Records for this exercise »
/---
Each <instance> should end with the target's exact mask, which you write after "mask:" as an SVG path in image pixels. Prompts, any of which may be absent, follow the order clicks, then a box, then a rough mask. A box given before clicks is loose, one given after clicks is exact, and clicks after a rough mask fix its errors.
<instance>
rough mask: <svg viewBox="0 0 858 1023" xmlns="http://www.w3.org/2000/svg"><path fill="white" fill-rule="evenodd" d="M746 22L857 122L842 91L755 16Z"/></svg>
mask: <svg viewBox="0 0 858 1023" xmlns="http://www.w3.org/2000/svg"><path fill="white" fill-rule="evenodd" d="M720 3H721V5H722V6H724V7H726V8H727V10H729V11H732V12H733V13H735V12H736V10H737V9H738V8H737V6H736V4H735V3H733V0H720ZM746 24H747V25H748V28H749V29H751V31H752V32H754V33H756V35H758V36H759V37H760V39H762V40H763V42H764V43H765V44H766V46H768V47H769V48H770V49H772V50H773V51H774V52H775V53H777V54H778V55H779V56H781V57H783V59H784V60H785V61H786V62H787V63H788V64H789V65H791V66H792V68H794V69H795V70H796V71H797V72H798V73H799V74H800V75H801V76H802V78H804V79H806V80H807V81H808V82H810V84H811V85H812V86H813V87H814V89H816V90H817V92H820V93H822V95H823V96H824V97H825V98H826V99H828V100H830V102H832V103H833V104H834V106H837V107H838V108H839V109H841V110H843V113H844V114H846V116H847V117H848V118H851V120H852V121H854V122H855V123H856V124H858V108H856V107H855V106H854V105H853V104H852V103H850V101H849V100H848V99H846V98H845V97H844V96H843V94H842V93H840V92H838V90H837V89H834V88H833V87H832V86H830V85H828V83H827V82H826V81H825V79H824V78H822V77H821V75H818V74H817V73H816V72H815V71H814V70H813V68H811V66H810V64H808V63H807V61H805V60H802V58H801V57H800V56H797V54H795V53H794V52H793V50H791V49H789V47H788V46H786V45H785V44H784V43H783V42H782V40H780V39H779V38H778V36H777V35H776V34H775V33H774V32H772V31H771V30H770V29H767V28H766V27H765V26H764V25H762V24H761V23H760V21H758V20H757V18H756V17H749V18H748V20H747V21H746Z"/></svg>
\---
/---
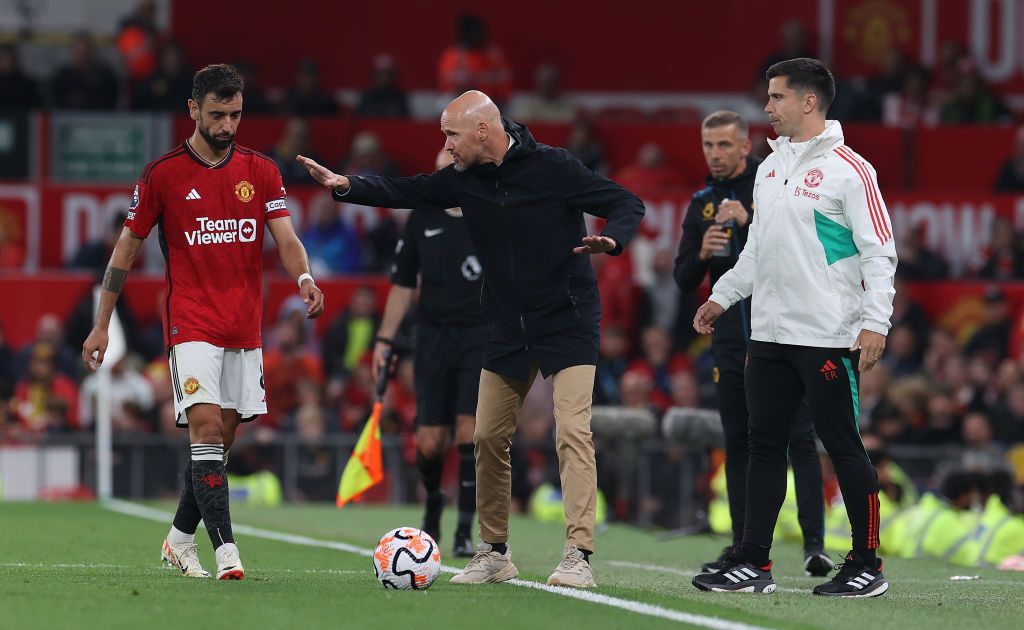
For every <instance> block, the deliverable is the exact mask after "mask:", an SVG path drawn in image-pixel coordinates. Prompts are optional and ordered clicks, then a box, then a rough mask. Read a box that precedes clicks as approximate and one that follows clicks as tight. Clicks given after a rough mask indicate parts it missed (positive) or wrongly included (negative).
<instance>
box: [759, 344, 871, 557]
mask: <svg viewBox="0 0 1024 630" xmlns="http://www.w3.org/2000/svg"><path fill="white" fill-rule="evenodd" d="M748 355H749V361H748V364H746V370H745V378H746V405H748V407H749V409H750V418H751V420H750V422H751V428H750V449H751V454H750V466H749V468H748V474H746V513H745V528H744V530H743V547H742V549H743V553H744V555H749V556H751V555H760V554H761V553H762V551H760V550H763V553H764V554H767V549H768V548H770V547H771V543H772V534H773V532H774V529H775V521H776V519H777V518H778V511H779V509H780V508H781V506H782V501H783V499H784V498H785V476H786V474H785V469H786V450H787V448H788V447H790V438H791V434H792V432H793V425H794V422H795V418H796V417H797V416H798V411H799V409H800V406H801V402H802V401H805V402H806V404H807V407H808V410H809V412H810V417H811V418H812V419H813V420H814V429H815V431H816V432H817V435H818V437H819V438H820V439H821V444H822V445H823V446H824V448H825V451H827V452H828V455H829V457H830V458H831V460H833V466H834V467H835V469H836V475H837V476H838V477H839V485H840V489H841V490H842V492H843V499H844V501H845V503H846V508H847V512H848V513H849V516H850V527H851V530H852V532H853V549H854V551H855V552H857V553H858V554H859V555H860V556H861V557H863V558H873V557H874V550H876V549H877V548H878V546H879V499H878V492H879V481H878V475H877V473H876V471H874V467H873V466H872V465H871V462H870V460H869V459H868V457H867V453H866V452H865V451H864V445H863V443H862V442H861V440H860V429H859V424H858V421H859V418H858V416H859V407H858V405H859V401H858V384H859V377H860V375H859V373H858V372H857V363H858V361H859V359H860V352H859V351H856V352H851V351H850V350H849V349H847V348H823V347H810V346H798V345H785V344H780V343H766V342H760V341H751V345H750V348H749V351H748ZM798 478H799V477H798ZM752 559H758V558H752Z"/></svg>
\---
Exercise objective »
Tally the lines that hold the word "given" in the listing, and give the tally with nothing else.

Answer to this task »
2